▸ **Texto apresentado**:
★ ★ ★ ★
Não é apenas em Portugal que uma corrida presidencial para 2016 começa a perfilar-se. Nos Estados Unidos, Obama ainda tenta deixar um legado para a história (trocou um aperto de mão com Raúl Castro na Cimeira das Américas no Panamá e reuniu-se em privado com o homólogo cubano, marcando o fim de 50 anos de hostilidades e desforras), mas já são vários os nomes que querem ocupar a sua cama na Casa Branca. Os abutres bem gostam de rondar corpos moribundos à espera que se lhes esgote a vida para se apoderarem da sua carne e dos seus bens. Depois dos senadores Rand Paul e Ted Cruz do partido republicano, Hillary Clinton prepara-se para apresentar a sua candidatura à nomeação do partido democrático. Poderá ser a primeira mulher presidente da nação norte-americana. Também podia ter sido em 2008, mas um “ilustre desconhecido” tomou a América de surpresa. Pode ser desta. Rand Paul está aterrado com a possibilidade e deu início à troca de palavras, acusando os Clinton de serem hipócritas e de acharem que estão acima de lei. Acima da lei parece estar a polícia norte-americana após mais uma morte injustificada de um afro-americano. Desta vez houve uma prova visual da acção policial homicida e foi possível agir sobre o culpado. Mas nem sempre foi assim. Nem sempre será. Será um tema a dominar a campanha eleitoral. A corrida vai ser nervosa. Nervosa como Alexis Tsipras está a deixar os líderes europeus. Embora a Grécia tenha conseguido pagar ao FMI a tranche de 450 milhões de euros que vencia na quinta-feira, o primeiro-ministro grego mostra-se disposto a encontrar todas as alternativas ao sufoco troikano. A próxima tranche vence a 12 de Maio e é de 746 milhões de euros. Tsipras quer antecipar-se à bancarrota grega procurando em Vladimir Putin o parceiro para sacudir a pressão. Tsipras quer retomar a troca comercial de bens agrícolas que tem estado sob embargo desde o arrefecimento das relações entre a União Europeia e Moscovo após o alinhamento da Ucrânia com Bruxelas. O eixo ucraniano é um tema sensível para Moscovo e o apoio da Grécia, contrariando a posição da União, é vista com muitos bons olhos. Moscovo até promete fornecer gás mais barato à nação helénica.
★ ★ ★ ★
▸ **Sobre o exercício**:
Indique todas as pessoas referidas pelo nome no texto sobre política internacional apresentado acima.
★ ★ ★ ★
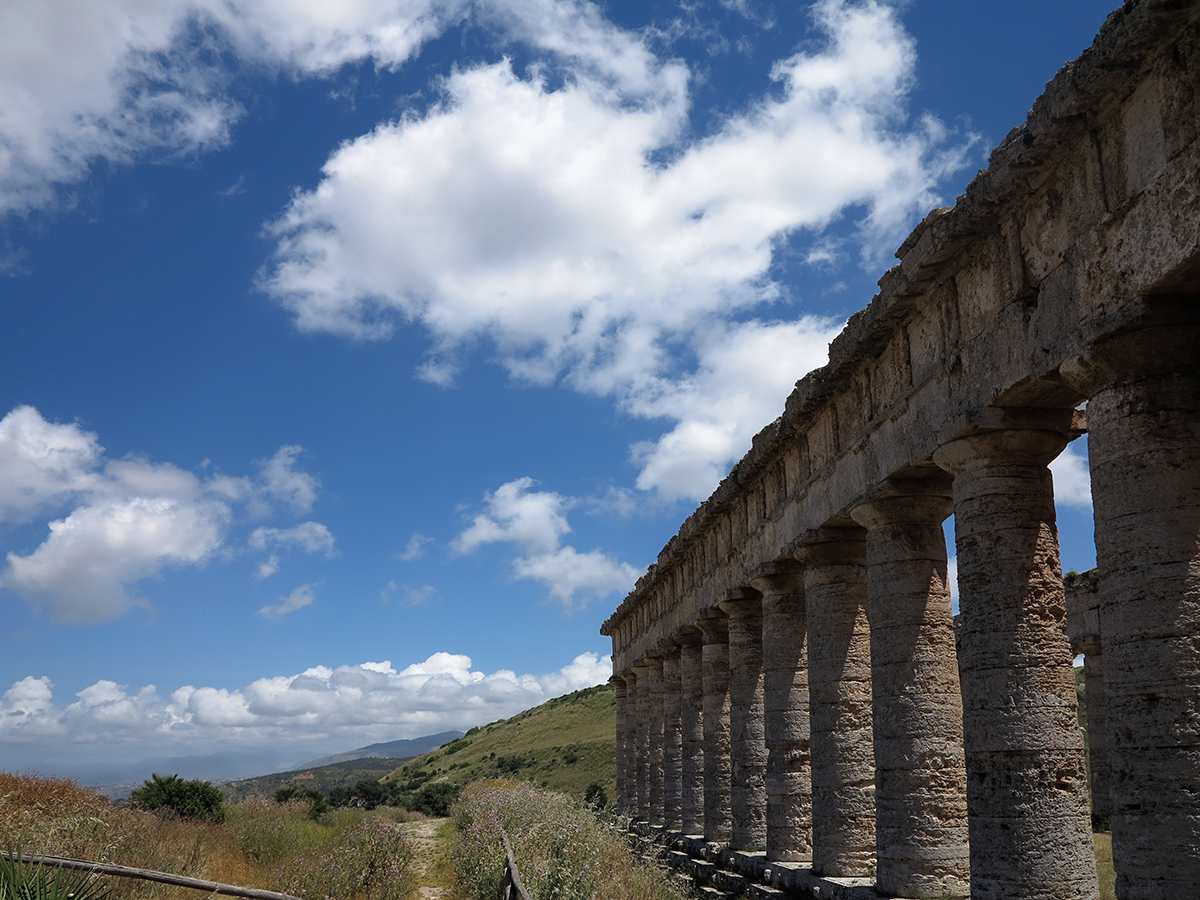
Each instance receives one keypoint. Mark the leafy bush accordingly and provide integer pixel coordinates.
(435, 799)
(561, 849)
(318, 805)
(190, 799)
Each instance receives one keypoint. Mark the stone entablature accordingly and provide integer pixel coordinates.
(1068, 273)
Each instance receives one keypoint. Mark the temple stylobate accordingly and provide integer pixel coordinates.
(790, 677)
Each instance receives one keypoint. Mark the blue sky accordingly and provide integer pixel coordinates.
(358, 357)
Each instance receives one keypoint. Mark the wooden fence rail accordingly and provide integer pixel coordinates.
(513, 887)
(125, 871)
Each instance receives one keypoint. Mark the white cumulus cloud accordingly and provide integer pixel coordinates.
(298, 599)
(535, 522)
(535, 216)
(325, 708)
(126, 520)
(1072, 478)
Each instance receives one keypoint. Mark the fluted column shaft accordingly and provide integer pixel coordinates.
(921, 810)
(640, 789)
(840, 702)
(672, 738)
(691, 725)
(623, 755)
(654, 738)
(718, 768)
(1144, 445)
(785, 678)
(748, 745)
(1026, 791)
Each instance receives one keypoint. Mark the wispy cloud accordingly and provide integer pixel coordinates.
(298, 599)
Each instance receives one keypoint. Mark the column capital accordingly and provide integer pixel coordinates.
(1163, 341)
(714, 624)
(831, 545)
(742, 601)
(669, 648)
(781, 576)
(925, 501)
(1013, 445)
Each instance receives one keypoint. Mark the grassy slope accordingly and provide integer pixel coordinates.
(323, 778)
(564, 744)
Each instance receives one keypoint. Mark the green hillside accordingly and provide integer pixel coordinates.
(564, 744)
(322, 778)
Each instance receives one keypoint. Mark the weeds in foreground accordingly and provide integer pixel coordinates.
(262, 844)
(562, 850)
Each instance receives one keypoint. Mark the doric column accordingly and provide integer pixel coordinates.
(691, 707)
(840, 701)
(623, 743)
(640, 790)
(715, 628)
(654, 736)
(1144, 444)
(748, 748)
(785, 683)
(1098, 757)
(1026, 792)
(672, 737)
(921, 807)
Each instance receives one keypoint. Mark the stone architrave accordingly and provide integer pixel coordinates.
(654, 737)
(718, 769)
(748, 747)
(840, 701)
(623, 750)
(691, 726)
(1029, 815)
(921, 810)
(672, 737)
(1144, 449)
(785, 678)
(640, 790)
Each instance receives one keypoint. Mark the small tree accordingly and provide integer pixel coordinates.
(317, 803)
(595, 797)
(189, 799)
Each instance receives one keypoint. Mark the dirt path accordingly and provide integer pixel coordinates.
(433, 876)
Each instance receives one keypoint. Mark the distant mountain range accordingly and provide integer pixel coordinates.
(388, 750)
(117, 780)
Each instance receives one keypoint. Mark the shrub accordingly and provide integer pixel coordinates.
(435, 799)
(189, 799)
(561, 849)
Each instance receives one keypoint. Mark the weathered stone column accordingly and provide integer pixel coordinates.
(1026, 791)
(921, 805)
(672, 737)
(640, 792)
(623, 743)
(654, 736)
(718, 768)
(1098, 756)
(840, 701)
(748, 747)
(1144, 443)
(691, 707)
(785, 682)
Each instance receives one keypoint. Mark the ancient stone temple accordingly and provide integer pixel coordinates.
(789, 673)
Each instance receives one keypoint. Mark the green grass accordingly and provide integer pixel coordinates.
(564, 744)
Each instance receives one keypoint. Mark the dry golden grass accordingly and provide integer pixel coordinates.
(262, 845)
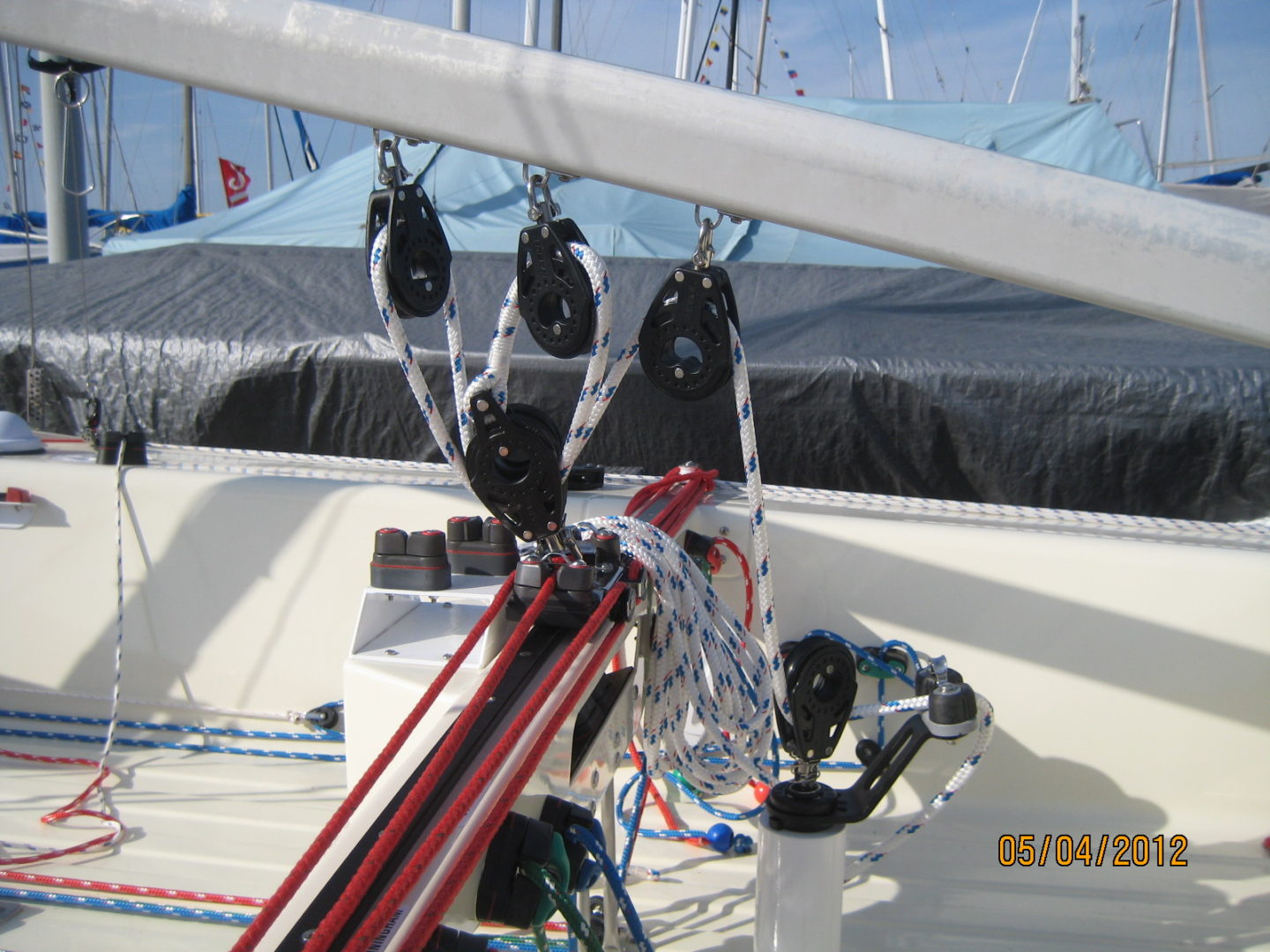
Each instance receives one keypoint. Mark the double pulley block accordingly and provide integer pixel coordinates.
(418, 256)
(820, 677)
(684, 346)
(557, 303)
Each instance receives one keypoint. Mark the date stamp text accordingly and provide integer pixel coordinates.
(1091, 850)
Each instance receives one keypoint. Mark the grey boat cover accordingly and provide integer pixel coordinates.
(917, 383)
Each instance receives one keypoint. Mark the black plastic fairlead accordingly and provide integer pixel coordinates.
(820, 680)
(513, 464)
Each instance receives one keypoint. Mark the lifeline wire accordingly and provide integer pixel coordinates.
(406, 354)
(127, 905)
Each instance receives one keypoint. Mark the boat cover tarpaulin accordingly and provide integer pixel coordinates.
(482, 198)
(921, 383)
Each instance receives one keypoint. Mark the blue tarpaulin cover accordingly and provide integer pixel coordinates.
(482, 199)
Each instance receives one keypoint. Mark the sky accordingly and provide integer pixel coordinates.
(941, 51)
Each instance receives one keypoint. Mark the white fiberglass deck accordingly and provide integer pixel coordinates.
(1127, 661)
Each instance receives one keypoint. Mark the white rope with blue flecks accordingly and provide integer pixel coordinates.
(862, 863)
(762, 555)
(597, 389)
(707, 687)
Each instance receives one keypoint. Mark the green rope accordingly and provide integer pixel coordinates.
(564, 903)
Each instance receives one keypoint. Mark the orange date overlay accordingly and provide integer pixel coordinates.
(1091, 850)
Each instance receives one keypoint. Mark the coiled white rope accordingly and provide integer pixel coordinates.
(597, 389)
(707, 688)
(982, 739)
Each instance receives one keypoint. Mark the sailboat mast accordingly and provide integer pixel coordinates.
(65, 195)
(1203, 86)
(461, 16)
(557, 26)
(1169, 92)
(888, 74)
(1022, 60)
(109, 138)
(187, 140)
(762, 46)
(268, 149)
(11, 161)
(687, 22)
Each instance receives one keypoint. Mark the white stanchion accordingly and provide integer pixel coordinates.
(799, 900)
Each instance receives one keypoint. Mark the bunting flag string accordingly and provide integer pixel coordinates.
(790, 72)
(715, 46)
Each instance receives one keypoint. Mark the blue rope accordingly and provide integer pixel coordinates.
(709, 807)
(168, 746)
(591, 843)
(124, 905)
(179, 727)
(638, 814)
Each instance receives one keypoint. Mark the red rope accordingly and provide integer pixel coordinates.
(70, 810)
(286, 891)
(124, 889)
(470, 857)
(744, 573)
(684, 487)
(395, 831)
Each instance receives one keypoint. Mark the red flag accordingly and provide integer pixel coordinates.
(235, 182)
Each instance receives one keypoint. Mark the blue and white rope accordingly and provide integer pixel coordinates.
(762, 555)
(598, 386)
(328, 736)
(959, 778)
(691, 793)
(126, 905)
(591, 843)
(170, 746)
(706, 677)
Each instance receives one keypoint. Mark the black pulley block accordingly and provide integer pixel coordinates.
(684, 346)
(418, 254)
(513, 464)
(820, 680)
(557, 303)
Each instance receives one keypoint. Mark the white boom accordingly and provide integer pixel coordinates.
(1110, 244)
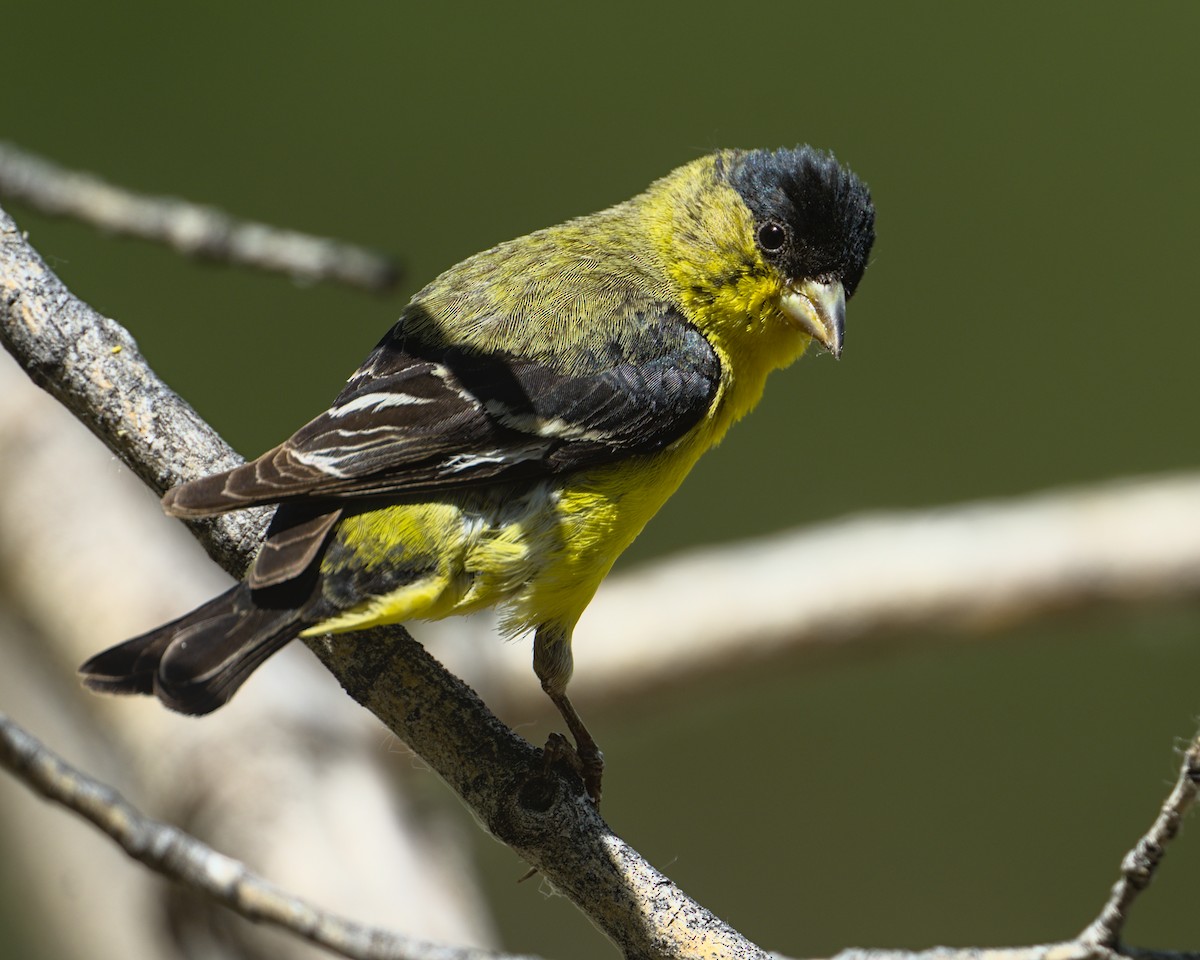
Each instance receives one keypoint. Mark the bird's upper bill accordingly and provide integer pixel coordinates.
★ ★ ★ ★
▸ **Resultado**:
Obama, Raúl Castro, Rand Paul, Ted Cruz, Hillary Clinton, Alexis Tsipras e Vladimir Putin.